━━ PASSAGE ━━
SUMMARY OF THE INVENTION

As a premixer configuration has been complicated in recent years, also the flow of fuel and air flowing through thereinside has been complicated. This leads to a problem in that a low flow rate region and a back-flow region are likely to occur, which will potentially increase the occurrence of flash back. It is an object of the present invention to provide a highly-reliable combustor that allows flash back into a premixer to be suppressed.
According to an aspect of the present invention, there is provided a combustor having the features defined in claim 1. Further preferred embodiments are defined in the dependent claims..
The present invention can provide the highly-reliable combustor that allows flash back into the premixer to be suppressed.

BRIEF DESCRIPTION OF THE DRAWINGS

Fig. 1 is a longitudinal cross-sectional view of a combustor according to one embodiment.
Fig. 2A is a longitudinal cross-sectional view of a premix combustion burner according to the one embodiment.
Fig. 2B is a cross-sectional view taken along arrow A-A in fig. 2A.
Fig. 3 shows various characteristics for air introduction hole formation angles according to the one embodiment.
Fig. 4A is a longitudinal cross-sectional view of a premix combustion burner as a comparative example.
Fig. 4B is a cross-sectional view taken along arrow A-A in fig. 4A.
━━━
━━ DATASET RECORDS ━━
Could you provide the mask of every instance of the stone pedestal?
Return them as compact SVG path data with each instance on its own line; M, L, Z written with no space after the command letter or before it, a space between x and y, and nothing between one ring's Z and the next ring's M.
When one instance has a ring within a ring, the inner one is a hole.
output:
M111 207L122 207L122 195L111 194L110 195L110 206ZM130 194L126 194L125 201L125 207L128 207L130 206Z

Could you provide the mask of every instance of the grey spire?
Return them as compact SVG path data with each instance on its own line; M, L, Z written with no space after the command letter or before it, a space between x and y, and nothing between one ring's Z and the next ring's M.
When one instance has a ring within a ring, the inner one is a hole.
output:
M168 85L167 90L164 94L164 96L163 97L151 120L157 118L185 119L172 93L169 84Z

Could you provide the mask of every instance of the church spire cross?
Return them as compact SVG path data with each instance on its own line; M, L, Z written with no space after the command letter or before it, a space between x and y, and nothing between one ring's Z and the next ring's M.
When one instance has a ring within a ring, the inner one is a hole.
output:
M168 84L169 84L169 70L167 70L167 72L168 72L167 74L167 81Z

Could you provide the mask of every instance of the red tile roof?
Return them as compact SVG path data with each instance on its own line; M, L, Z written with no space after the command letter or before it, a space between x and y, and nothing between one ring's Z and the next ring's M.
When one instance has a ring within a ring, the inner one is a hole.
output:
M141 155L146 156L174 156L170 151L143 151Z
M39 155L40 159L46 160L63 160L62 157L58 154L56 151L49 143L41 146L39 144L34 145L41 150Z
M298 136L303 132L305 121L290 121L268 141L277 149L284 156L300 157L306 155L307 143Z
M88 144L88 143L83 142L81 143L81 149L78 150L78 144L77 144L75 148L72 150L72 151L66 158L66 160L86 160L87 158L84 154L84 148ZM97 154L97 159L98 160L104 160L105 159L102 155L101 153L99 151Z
━━━
Transcribe the combustor passage from "Fig. 2B is a" to "a comparative example.".

Fig. 2B is a cross-sectional view taken along arrow A-A in fig. 2A.
Fig. 3 shows various characteristics for air introduction hole formation angles according to the one embodiment.
Fig. 4A is a longitudinal cross-sectional view of a premix combustion burner as a comparative example.